** Input data **
◆ ◆ ◆ ◆ ◆ ◆ ◆

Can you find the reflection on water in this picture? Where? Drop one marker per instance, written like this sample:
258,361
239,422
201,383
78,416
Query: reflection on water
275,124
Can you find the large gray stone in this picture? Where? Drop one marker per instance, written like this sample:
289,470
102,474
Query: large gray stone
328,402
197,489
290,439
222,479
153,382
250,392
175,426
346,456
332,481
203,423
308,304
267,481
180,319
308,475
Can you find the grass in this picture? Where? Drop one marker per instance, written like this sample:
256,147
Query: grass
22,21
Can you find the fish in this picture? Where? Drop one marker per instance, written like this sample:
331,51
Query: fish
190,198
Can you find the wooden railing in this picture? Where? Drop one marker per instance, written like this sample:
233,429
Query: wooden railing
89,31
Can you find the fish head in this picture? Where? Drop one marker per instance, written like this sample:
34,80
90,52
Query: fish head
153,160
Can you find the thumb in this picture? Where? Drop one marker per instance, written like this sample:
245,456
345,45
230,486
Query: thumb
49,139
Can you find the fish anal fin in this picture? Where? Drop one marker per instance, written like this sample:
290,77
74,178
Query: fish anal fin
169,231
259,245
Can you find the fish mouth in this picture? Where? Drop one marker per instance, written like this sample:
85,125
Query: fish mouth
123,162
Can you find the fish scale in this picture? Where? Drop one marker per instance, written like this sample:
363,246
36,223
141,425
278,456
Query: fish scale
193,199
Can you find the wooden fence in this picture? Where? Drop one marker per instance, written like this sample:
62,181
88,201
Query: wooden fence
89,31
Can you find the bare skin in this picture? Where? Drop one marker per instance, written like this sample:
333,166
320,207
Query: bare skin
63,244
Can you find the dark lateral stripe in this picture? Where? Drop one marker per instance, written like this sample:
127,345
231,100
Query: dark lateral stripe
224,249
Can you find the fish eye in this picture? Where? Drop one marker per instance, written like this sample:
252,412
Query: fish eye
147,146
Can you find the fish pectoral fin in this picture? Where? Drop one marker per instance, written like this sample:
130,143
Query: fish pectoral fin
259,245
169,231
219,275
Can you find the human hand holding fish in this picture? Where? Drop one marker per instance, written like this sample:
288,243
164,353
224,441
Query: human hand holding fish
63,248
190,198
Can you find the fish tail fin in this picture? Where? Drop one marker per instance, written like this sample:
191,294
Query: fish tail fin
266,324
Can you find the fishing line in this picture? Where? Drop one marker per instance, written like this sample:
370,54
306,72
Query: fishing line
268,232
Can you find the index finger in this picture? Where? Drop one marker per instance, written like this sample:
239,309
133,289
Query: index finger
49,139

◆ ◆ ◆ ◆ ◆ ◆ ◆

** Problem description **
Begin at the line that has "Can you find the fish tail" and stop after the last line. Copy every one of those lines again, requests included, but multiply each coordinate in the answers by 1.65 and round it to a whole number, with halves rounding up. Leave the numbers in the requests and their samples as they are.

** Response **
Can you find the fish tail fin in this picture? Where? Drop one marker per instance, written like this sample:
191,294
Query: fish tail fin
439,535
Can you find the fishing line in this picture? Where? Drop one marker per instance, written like this sample:
370,54
306,72
Query: fishing line
442,383
Can you find the index finger in this picture? Where? Drop one marker per instance, written like this sample:
239,309
133,289
Query: index finger
81,229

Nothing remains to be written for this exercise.